* Activity *
The answer must be only the lines below from the one holding "the form (483,382)." down to the one holding "the form (181,121).", ends included, printed exactly; please omit all pictures.
Records for the exercise Block Start
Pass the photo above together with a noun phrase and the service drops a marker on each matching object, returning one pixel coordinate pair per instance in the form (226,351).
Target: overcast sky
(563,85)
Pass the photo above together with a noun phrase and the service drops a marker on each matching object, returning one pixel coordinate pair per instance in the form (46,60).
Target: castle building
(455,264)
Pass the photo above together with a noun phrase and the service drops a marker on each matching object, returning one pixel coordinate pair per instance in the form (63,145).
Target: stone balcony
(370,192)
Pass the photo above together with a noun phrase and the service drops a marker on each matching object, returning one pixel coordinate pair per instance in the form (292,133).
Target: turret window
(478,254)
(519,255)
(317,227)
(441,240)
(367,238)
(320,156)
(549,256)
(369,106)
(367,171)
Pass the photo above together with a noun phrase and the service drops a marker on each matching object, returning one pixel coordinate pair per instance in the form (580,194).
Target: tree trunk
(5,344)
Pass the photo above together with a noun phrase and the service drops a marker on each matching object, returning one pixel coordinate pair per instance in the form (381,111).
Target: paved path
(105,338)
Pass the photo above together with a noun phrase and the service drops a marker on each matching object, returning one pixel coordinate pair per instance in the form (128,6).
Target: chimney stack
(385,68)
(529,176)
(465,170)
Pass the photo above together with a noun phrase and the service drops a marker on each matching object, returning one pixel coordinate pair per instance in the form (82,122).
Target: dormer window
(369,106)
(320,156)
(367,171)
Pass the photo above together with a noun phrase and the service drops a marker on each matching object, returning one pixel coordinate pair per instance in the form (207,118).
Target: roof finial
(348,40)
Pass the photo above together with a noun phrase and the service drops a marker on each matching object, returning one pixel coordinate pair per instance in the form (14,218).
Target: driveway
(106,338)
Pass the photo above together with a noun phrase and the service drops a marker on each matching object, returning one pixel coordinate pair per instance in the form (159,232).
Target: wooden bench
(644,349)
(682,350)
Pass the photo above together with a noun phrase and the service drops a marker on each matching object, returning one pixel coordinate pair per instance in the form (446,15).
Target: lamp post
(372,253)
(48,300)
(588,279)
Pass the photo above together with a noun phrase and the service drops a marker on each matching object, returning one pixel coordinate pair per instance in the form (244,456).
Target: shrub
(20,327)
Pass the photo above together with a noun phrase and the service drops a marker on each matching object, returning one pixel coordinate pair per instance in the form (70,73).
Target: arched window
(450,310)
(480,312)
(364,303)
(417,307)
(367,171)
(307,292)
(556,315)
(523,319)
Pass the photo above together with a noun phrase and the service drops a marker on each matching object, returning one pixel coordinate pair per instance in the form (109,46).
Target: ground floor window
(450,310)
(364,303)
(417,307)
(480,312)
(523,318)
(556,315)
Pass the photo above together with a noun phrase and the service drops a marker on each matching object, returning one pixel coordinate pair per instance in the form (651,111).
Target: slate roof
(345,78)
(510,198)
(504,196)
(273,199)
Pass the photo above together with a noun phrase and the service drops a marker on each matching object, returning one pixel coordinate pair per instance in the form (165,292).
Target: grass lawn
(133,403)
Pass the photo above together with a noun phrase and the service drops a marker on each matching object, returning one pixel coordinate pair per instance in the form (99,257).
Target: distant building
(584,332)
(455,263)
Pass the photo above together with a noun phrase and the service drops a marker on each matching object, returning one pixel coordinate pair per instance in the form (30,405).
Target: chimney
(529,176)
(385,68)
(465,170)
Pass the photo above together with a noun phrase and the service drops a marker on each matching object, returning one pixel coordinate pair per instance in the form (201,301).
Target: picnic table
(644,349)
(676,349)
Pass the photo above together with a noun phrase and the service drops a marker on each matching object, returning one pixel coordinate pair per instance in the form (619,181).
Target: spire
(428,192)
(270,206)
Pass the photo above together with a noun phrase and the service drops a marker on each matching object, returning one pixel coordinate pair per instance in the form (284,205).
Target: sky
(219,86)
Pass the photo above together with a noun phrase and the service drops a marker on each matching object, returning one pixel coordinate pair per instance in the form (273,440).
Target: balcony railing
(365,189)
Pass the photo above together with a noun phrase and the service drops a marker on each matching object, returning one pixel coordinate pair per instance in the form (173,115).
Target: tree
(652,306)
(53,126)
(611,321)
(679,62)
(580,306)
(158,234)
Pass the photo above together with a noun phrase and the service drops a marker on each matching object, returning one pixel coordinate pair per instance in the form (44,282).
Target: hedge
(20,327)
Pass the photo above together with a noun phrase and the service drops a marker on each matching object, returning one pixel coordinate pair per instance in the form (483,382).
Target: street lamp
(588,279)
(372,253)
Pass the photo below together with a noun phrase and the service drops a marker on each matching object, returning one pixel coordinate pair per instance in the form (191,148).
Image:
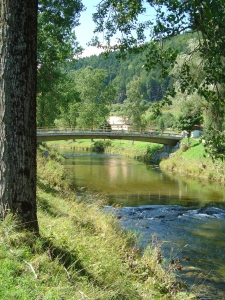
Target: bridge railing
(56,130)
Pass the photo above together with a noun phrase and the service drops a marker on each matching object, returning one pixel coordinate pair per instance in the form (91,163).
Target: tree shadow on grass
(69,260)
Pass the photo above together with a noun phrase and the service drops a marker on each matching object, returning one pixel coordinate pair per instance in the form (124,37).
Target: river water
(186,217)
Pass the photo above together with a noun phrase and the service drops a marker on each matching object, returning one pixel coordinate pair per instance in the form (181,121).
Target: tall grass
(193,162)
(81,253)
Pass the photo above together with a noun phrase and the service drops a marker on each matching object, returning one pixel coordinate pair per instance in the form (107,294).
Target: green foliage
(62,263)
(96,97)
(191,115)
(134,108)
(56,45)
(206,18)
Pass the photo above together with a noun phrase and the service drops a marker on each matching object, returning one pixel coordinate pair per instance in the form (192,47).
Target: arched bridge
(145,136)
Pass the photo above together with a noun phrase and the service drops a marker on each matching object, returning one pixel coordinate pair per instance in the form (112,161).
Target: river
(186,217)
Records for the exercise Block End
* Reply to the exercise *
Pass the photo above together with a noun phrase and the service drops a marker on each matching object, returning one pixel coordinate pair per instance in the form (483,382).
Target: street lamp
(588,279)
(372,253)
Pass the photo below together with a noun phrase and the service drops a marker on each matching object, returning one pixel coordinate pair per instance in the form (191,148).
Image:
Target: bridge railing
(56,130)
Pass the photo above together with a noun phrase and the service drops a marker on each matching object, returning one pixel coordinate pair per instance in the form (91,163).
Target: tree shadow on grass
(69,260)
Pass the photo above together with a noun phrase and the service drops a marker on each matching object, returning one pixel coordinate pair per instance in the form (124,37).
Target: river water
(186,217)
Pass the photo above together with a noun phrase and the service drops a marker on each matching object, returning one pixel coordinate pair per instance in the form (181,121).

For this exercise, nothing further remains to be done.